• **TASK DIRECTIONS**: All of the data that appears below is to be given again precisely as written.

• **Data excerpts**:
#####
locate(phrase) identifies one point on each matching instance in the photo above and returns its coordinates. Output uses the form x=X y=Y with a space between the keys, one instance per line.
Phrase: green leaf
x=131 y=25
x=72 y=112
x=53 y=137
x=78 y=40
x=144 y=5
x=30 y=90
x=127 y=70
#####
• **FINAL ANSWER**:
locate(phrase) identifies one point on each matching instance in the photo above and returns its coordinates. Output uses the form x=X y=Y with a space between the keys, one instance per line.
Phrase: green leaf
x=131 y=25
x=72 y=112
x=53 y=137
x=78 y=40
x=144 y=5
x=30 y=90
x=127 y=70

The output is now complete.